### SELECTED TEXT
--------
Bellevue Police Chief Steve Mylett
Bellevue Police Chief Steve Mylett City of Bellevue

The Bellevue chief of police has been cleared of sexual assault.

In July of this year, an unnamed 44-year-old Issaquah woman complained to Bothell Police Department that Bellevue Police Chief Steve Mylett sexually assaulted her in the fall of 2016. Chief Mylett was placed on paid leave at the beginning of August while the claims were investigated by Bothell police. The investigators, however, concluded that not only did Mylett not sexually assault that complainant, but there was also no evidence that the two had been in contact. Investigators also say that emails supplied by the accuser to bolster her claims were doctored.

“Investigators concluded there was no probable cause to show that Mr. Mylett committed any crime,” reads a press release posted on the city of Bothell’s website this week. “In addition, there was no substantiated evidence to prove there was ever any contact between the complainant and Mr. Mylett.”

According to the Seattle Times:

The woman claimed that she and Mylett had met on a fetish website for people seeking “aggressive” sex. They agreed to meet in October or November of 2016 for an encounter involving bondage but without intercourse, the police report said.

She alleged that Mylett broke that boundary and sexually assaulted her. She gave Bothell police the address of a home Mylett and his wife had rented in 2016 and claimed the assault took place there.

As evidence of the alleged assault, the woman gave police the underwear she wore that day, the report said.

A DNA test later showed that the woman’s DNA was on the underpants, as was the DNA of three other individuals, but not that of Mylett, according to the police report.

Further investigation also showed that Mylett and his wife were not living in the rental house during the time of the alleged assault.

The case is being sent to the King County prosecutors for review: According to KOMO News, it's possible the accuser will be charged with perjury, evidence tampering, and making false statements. She has previously accused two other Bellevue officers with sexual assault, but both cases were later dropped when investigators found she fabricated evidence.
--------
### WORK REQUEST A
Check each statement below against the article on the Bellevue police chief and answer yes or no, quoting the deciding words of the article. (i) Chief Mylett was placed on unpaid leave while the claims were investigated. (ii) The complaint was made to the Bothell Police Department. (iii) Mylett's DNA was found on the underwear the woman gave police.
### WORK REQUEST B
Answer these questions from the article on the Bellevue police chief:
(i) How old was the woman who made the complaint?
(ii) Where did the woman claim she and Mylett had met?
(iii) To whom is the case being sent for review?
### WORK REQUEST C
Carry on the article about the Bellevue police chief, starting after its last sentence.

Records from a dataset:
--------
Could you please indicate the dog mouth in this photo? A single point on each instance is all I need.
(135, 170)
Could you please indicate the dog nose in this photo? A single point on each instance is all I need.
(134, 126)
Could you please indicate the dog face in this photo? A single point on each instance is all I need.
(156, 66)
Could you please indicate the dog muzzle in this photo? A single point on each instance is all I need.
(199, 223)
--------
### RESULT A
(i) No: "Chief Mylett was placed on paid leave at the beginning of August while the claims were investigated by Bothell police."
(ii) Yes: "complained to Bothell Police Department that Bellevue Police Chief Steve Mylett sexually assaulted her in the fall of 2016."
(iii) No: "as was the DNA of three other individuals, but not that of Mylett"

### RESULT B
(i) She was 44 years old.
(ii) On a fetish website for people seeking "aggressive" sex.
(iii) To the King County prosecutors.

### RESULT C
You often hear (or read) that "Almost No One is Falsely Accused of Rape," as a recent headline in the Cut put it. But is that true? While the exact number of false rape accusations is unknown (and maybe unknowable, if you include allegations not reported to authorities), a 2010 study of rape allegations at a large university in the Northeast found that out of 136 reported cases of sexual assault over at 10-year period, about 6 percent were false. The FBI puts the number a little higher (8 percent), and others—for instance, Katie Heaney, the author of the Cut article—put it significantly lower at 0.5 percent.

As for why people might falsely accuse someone of rape, a 2018 study looked at precisely this, and found that among 57 false rape allegations made to the Dutch National Police, "Complainants were primarily motivated by emotional gain," as well as "material gain, alibi, revenge, sympathy, attention, a disturbed mental state, relabeling, or regret." Some allegations, the researchers concluded, were fabricated to cover up other behaviors, including adultery or even skipping school, but a surprisingly high number—20 percent—of false accusers "said that they did not know why they filed a false allegation."

What motivated the accuser in the Mylett case? Who knows, but if King County decides to prosecute, we might actually find out.